··· Provided material

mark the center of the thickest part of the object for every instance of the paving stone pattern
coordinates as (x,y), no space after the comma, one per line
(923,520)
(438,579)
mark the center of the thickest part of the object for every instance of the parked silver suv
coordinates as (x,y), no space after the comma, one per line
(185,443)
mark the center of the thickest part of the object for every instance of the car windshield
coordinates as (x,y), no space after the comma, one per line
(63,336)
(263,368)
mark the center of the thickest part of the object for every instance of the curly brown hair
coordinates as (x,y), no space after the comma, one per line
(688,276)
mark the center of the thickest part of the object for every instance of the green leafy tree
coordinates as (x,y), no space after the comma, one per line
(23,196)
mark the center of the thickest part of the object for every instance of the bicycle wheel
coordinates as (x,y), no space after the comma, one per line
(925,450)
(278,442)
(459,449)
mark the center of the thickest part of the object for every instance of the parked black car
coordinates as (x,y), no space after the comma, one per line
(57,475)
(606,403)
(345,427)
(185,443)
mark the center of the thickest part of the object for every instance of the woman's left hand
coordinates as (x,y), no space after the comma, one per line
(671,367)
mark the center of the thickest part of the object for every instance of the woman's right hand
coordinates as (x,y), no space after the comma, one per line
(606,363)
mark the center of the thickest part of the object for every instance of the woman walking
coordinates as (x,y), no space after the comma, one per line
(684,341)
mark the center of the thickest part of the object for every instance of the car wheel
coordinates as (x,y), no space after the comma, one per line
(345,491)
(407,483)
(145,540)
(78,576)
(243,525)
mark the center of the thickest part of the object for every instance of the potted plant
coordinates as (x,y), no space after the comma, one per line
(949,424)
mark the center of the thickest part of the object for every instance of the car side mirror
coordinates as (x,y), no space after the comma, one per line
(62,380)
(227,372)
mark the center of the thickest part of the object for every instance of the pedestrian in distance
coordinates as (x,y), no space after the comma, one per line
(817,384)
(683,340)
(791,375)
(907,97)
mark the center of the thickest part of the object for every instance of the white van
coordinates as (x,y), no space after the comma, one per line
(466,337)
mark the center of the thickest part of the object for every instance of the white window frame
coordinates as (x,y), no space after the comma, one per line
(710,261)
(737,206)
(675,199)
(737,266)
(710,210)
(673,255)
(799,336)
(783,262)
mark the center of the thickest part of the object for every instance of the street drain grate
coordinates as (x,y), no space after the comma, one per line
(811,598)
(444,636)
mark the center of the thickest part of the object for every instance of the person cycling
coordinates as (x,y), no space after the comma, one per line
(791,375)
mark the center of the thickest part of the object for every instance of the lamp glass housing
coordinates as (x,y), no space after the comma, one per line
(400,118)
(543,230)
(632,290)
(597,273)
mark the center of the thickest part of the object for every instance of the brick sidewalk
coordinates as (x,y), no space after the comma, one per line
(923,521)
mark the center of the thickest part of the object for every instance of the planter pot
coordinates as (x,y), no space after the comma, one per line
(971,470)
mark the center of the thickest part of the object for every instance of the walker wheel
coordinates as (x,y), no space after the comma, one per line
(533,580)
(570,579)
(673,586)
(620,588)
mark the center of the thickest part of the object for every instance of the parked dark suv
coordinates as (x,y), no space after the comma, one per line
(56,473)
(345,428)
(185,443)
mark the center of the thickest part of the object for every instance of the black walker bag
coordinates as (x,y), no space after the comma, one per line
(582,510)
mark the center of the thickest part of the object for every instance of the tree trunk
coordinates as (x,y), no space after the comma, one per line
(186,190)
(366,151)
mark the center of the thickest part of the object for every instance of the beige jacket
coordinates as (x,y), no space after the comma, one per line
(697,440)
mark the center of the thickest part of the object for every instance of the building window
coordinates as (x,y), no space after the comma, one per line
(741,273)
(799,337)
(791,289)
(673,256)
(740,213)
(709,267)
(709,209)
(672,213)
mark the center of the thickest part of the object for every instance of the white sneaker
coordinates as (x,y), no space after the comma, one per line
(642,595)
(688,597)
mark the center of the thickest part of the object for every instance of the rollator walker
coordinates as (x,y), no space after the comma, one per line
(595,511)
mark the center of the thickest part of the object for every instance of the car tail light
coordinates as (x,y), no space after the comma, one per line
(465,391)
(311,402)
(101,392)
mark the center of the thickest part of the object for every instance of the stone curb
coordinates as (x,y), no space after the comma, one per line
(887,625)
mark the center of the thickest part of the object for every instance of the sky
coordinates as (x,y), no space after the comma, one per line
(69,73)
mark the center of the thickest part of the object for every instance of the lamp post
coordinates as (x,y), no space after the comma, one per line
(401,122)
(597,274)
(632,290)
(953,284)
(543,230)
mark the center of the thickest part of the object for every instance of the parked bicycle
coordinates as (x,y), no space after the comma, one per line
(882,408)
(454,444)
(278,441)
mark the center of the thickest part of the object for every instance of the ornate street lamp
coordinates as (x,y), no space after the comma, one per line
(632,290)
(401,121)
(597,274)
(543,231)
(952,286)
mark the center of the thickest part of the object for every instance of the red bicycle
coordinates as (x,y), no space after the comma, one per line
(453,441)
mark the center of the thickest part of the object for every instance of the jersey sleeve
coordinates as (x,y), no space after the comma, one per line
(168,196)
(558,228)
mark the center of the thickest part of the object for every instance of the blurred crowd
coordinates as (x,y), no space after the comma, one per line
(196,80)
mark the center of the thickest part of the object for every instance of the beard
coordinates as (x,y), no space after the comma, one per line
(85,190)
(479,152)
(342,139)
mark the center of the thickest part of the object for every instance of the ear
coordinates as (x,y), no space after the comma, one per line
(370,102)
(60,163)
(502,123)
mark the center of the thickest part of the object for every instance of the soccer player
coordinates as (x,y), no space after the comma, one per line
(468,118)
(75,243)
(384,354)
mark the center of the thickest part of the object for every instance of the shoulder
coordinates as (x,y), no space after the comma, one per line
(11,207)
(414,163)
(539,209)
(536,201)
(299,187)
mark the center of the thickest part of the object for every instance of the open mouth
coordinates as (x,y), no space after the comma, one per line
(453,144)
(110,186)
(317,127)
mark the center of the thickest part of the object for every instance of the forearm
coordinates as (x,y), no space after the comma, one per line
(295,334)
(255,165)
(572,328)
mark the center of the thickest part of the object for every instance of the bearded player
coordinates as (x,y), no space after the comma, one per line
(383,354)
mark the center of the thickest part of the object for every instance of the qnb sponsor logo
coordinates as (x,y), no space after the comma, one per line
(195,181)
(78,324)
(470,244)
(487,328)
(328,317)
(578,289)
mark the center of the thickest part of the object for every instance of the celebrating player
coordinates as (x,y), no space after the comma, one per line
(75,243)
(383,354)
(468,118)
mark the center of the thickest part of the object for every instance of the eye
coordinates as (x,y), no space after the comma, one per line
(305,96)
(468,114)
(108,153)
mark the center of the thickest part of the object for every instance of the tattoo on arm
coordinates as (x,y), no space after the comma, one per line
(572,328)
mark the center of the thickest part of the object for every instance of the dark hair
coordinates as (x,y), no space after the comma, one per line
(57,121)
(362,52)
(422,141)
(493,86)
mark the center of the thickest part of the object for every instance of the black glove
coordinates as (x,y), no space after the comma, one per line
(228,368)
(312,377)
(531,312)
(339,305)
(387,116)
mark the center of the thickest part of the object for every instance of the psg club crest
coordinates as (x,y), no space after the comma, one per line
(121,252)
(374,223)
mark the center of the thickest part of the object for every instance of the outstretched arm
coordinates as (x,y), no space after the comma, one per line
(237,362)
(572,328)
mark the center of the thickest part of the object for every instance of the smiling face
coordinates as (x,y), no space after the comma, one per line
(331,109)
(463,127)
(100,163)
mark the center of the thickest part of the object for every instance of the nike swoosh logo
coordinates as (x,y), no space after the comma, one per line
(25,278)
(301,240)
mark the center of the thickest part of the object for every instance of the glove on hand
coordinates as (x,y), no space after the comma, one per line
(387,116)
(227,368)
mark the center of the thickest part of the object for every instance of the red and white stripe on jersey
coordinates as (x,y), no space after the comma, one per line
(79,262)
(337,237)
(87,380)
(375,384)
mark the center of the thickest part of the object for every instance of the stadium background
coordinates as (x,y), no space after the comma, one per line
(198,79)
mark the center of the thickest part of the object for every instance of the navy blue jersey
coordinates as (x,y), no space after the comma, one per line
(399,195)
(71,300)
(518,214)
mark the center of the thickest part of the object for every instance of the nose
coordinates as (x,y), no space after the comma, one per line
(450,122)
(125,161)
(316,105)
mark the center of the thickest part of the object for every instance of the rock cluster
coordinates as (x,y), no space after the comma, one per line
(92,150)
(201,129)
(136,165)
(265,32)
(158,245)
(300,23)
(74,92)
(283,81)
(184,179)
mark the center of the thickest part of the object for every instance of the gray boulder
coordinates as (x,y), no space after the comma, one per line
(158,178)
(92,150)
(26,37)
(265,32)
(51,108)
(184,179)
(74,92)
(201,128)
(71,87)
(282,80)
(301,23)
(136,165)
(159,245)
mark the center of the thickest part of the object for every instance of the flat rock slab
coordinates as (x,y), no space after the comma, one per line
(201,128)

······

→ Task to complete:
Print the stretch from the line containing "of the nose" through the final line above, unchanged.

→ Task response:
mark the center of the thickest part of the object for every instance of the nose
coordinates as (x,y), no space after the comma, one per line
(450,122)
(125,161)
(316,105)
mark the center of the thickest part of the object for every instance of the rock cluster
coordinates as (x,y), no space after the comma, one per line
(92,150)
(201,129)
(136,165)
(265,32)
(158,245)
(300,23)
(74,92)
(283,81)
(184,179)
mark the center of the thickest part of the object for every instance of the gray boulder
coordinates as (x,y), no space after the comma, one per line
(158,178)
(92,150)
(26,37)
(265,32)
(51,108)
(184,179)
(74,92)
(201,128)
(71,87)
(282,80)
(301,23)
(136,165)
(159,245)
mark the center of the thickest part of the object for every instance of the flat rock slab
coordinates as (x,y), no space after the comma, one per line
(201,128)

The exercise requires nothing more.